### Data for the task

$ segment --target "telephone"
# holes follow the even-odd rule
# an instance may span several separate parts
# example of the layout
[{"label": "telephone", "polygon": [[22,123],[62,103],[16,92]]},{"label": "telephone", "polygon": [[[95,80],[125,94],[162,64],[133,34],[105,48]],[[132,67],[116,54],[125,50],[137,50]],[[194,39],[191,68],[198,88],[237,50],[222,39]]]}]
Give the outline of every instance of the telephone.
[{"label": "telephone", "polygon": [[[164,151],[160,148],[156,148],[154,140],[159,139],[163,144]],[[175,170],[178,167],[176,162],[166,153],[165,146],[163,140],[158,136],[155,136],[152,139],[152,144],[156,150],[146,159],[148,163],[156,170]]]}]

### Requirement
Please rewrite the material above, replacing "instance" with "object" and leaving everything else unchanged.

### Solution
$ segment --target "telephone"
# holes follow the even-odd rule
# an object may span several separate parts
# example of the layout
[{"label": "telephone", "polygon": [[22,123],[62,103],[16,92]]},{"label": "telephone", "polygon": [[[95,80],[125,94],[162,64],[133,34],[105,48]],[[132,67],[116,54],[125,50],[137,50]],[[194,39],[191,68],[198,88],[237,50],[222,39]]]}]
Give the outline of every object of the telephone.
[{"label": "telephone", "polygon": [[[164,151],[160,148],[156,148],[154,140],[159,139],[163,144]],[[175,170],[178,167],[176,162],[166,153],[165,146],[163,140],[158,136],[155,136],[152,139],[152,144],[156,150],[146,159],[148,163],[156,170]]]}]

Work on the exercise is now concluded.